Material provided section start

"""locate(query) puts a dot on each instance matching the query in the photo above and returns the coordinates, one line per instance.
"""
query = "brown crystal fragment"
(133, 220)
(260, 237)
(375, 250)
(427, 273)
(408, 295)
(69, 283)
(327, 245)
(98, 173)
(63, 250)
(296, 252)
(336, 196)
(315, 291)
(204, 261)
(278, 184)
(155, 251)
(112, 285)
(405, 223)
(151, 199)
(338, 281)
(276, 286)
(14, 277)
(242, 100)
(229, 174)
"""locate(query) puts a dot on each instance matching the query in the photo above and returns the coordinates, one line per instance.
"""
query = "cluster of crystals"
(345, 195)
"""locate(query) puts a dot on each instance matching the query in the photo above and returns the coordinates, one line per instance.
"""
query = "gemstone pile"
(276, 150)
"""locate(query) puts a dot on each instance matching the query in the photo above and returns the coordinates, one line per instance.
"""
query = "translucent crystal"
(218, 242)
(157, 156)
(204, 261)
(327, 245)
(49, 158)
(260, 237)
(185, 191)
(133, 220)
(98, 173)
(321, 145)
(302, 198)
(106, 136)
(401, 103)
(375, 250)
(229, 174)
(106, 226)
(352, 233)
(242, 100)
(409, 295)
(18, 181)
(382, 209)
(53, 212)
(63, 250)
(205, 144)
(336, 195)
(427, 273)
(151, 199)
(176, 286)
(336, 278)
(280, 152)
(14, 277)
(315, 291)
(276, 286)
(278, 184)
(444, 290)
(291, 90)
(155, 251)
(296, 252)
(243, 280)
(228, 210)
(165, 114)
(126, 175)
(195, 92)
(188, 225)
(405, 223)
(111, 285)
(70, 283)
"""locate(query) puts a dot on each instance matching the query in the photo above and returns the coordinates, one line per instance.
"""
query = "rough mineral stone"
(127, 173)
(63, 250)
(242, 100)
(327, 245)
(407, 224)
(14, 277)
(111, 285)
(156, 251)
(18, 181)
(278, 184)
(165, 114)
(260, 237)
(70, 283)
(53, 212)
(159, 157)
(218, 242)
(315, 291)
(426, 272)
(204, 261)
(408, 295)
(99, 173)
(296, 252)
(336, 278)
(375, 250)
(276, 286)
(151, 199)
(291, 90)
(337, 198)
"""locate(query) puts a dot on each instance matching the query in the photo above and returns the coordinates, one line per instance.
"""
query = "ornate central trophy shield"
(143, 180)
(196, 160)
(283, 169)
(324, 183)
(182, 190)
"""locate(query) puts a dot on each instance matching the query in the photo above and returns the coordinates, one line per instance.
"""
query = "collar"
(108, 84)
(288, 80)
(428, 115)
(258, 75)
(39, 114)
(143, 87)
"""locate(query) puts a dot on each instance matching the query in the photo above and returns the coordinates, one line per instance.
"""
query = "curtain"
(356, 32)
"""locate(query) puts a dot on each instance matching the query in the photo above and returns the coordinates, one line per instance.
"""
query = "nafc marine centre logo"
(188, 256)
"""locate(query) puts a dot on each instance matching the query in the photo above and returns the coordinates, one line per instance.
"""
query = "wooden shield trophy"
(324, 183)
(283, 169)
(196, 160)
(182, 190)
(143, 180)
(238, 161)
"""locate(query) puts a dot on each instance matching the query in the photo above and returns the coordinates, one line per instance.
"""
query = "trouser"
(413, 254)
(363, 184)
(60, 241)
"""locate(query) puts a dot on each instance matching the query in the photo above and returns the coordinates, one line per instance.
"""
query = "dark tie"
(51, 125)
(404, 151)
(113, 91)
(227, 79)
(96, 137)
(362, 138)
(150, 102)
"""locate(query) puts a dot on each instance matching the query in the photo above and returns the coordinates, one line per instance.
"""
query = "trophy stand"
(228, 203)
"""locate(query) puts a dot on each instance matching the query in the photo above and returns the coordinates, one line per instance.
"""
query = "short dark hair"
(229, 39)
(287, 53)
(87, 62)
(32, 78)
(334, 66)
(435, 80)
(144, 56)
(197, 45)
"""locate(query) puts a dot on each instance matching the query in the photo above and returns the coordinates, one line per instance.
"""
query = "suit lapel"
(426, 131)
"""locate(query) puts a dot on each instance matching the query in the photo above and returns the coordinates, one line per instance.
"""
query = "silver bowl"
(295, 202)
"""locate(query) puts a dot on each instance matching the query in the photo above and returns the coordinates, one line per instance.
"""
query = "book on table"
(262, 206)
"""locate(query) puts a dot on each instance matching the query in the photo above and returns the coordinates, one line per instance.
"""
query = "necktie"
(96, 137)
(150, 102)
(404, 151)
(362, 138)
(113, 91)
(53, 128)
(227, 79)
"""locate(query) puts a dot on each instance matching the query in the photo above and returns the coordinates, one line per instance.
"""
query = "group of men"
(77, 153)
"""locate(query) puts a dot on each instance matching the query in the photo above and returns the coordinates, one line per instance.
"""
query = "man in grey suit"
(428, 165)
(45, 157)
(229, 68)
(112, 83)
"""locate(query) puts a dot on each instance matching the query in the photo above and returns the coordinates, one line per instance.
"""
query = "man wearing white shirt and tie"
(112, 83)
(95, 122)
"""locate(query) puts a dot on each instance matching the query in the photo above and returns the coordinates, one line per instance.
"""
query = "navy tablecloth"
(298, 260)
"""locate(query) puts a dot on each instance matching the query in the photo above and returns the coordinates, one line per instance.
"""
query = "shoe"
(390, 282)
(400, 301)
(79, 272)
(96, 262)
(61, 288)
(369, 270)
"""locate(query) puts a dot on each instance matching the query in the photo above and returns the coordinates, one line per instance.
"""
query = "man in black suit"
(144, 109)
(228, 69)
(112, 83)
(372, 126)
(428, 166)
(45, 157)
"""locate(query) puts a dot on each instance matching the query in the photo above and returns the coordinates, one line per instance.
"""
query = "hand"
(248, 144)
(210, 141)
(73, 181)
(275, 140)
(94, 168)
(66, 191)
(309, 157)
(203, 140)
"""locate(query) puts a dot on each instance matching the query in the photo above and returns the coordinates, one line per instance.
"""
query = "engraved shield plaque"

Material provided section end

◆ What to work on ◆
Pull out each record as written and restate it exactly.

◆ Solution ◆
"""locate(query) puts a dot on each instance matching the query in the photo above and returns the coordinates, one line per instance.
"""
query = "brown crystal fragment"
(133, 220)
(260, 237)
(375, 250)
(427, 273)
(408, 295)
(69, 283)
(327, 245)
(98, 173)
(63, 250)
(296, 252)
(336, 196)
(315, 291)
(204, 261)
(278, 184)
(155, 251)
(112, 285)
(405, 223)
(151, 199)
(338, 281)
(276, 286)
(14, 277)
(242, 100)
(229, 174)
"""locate(query) puts a dot on each instance matching the query in the photo above and returns the coordinates, one line per instance.
"""
query = "cluster of crystals"
(345, 195)
"""locate(query) puts a dot on each instance matching the query in the photo above and returns the coordinates, one line per instance.
"""
query = "gemstone pile"
(276, 150)
"""locate(query) puts a dot on each instance matching the query in the photo above and returns the coordinates, one line per instance.
"""
query = "translucent crystal"
(218, 242)
(157, 156)
(204, 261)
(327, 245)
(49, 158)
(260, 237)
(185, 191)
(133, 220)
(98, 173)
(321, 145)
(302, 198)
(106, 136)
(401, 103)
(375, 250)
(229, 174)
(106, 226)
(352, 233)
(242, 100)
(409, 295)
(18, 181)
(382, 209)
(53, 212)
(63, 250)
(205, 144)
(336, 195)
(427, 273)
(151, 199)
(176, 286)
(336, 278)
(280, 152)
(14, 277)
(315, 291)
(276, 286)
(278, 184)
(444, 290)
(291, 90)
(155, 251)
(296, 252)
(243, 280)
(228, 210)
(165, 114)
(126, 175)
(195, 92)
(188, 225)
(405, 223)
(111, 285)
(70, 283)
"""locate(query) puts a dot on each instance matching the query in the photo above and returns the coordinates, one line per instance.
"""
query = "rough mineral stone"
(127, 173)
(63, 250)
(242, 100)
(327, 245)
(407, 224)
(14, 277)
(111, 285)
(156, 251)
(18, 181)
(278, 184)
(165, 114)
(260, 237)
(70, 283)
(53, 212)
(159, 157)
(218, 242)
(315, 291)
(426, 272)
(204, 261)
(408, 295)
(99, 173)
(296, 252)
(336, 278)
(375, 250)
(276, 286)
(151, 199)
(291, 90)
(337, 198)
"""locate(query) puts a dot on each instance matching the query in the photo above and returns the coordinates, one line per instance.
"""
query = "ornate central trophy shield"
(143, 180)
(196, 160)
(283, 169)
(324, 183)
(182, 190)
"""locate(query) puts a dot on each instance matching the query in the photo above and returns the coordinates, one line per instance.
"""
query = "collar"
(108, 84)
(288, 80)
(428, 115)
(258, 75)
(39, 114)
(143, 87)
"""locate(query) puts a dot on each instance matching the query in the photo above and returns the coordinates, one line per instance.
"""
query = "curtain"
(356, 32)
"""locate(query) puts a dot on each instance matching the query in the photo above and returns the coordinates, one line per instance.
"""
query = "nafc marine centre logo"
(188, 256)
"""locate(query) puts a dot on each instance matching the query in the photo above and returns the coordinates, one line per instance.
"""
query = "wooden shield trophy"
(324, 183)
(283, 169)
(196, 160)
(182, 190)
(143, 180)
(238, 161)
"""locate(query) puts a dot on each instance matching the query in the photo above and returns the coordinates, one line per instance.
"""
query = "trouser"
(413, 254)
(363, 184)
(60, 241)
"""locate(query) puts a dot on each instance matching the query in the photo above and returns the coordinates, one line per instance.
"""
query = "dark tie"
(51, 125)
(404, 151)
(113, 91)
(227, 79)
(96, 137)
(362, 138)
(150, 102)
"""locate(query) puts a dot on each instance matching the query in the photo above and returns the coordinates, one line per instance.
"""
query = "trophy stand"
(228, 203)
"""locate(query) puts a dot on each instance matching the query in the photo above and returns the coordinates, one line per instance.
"""
query = "short dark hair"
(229, 39)
(287, 53)
(87, 62)
(32, 78)
(334, 66)
(435, 80)
(144, 56)
(197, 45)
"""locate(query) puts a dot on each instance matching the query in the photo above and returns the coordinates, one line per instance.
"""
query = "suit lapel"
(426, 131)
"""locate(query) puts a dot on each instance matching the query in the photo above and returns the coordinates, one line per instance.
"""
query = "silver bowl"
(295, 202)
"""locate(query) puts a dot on each instance matching the query in the photo above and returns the coordinates, one line per instance.
"""
query = "book on table"
(262, 206)
"""locate(query) puts a dot on each instance matching the query in the photo above and returns the coordinates, one line per instance.
"""
query = "necktie"
(96, 137)
(150, 102)
(404, 151)
(362, 138)
(113, 91)
(53, 128)
(227, 79)
"""locate(query) puts a dot on each instance matching the query in the photo above and returns the coordinates, one line per instance.
"""
query = "group of men"
(77, 153)
"""locate(query) puts a dot on each instance matching the query in the photo above and returns the coordinates, one line per instance.
"""
query = "man in grey suit"
(428, 165)
(45, 157)
(229, 68)
(112, 83)
"""locate(query) puts a dot on each instance matching the query in the photo above and returns the coordinates, one line per instance.
"""
query = "man wearing white shirt and tie"
(112, 83)
(95, 122)
"""locate(query) puts a dot on each instance matching the query in the photo above and returns the coordinates, one line per instance.
"""
query = "navy tablecloth"
(298, 260)
"""locate(query) puts a dot on each instance matching the query in the photo above and returns the coordinates, one line per instance.
"""
query = "shoe"
(390, 282)
(400, 301)
(79, 272)
(96, 262)
(61, 288)
(369, 270)
"""locate(query) puts a dot on each instance matching the query in the photo above and returns the coordinates, one line per instance.
"""
query = "man in black suit"
(144, 109)
(228, 69)
(112, 83)
(372, 126)
(428, 166)
(45, 157)
"""locate(query) puts a dot on each instance matching the query in the photo above and returns the coordinates, one line per instance.
"""
query = "hand"
(248, 144)
(210, 141)
(73, 181)
(275, 140)
(94, 168)
(66, 191)
(309, 157)
(203, 140)
"""locate(query) puts a dot on each instance matching the query in the photo above and returns the coordinates, one line per instance.
"""
query = "engraved shield plaque"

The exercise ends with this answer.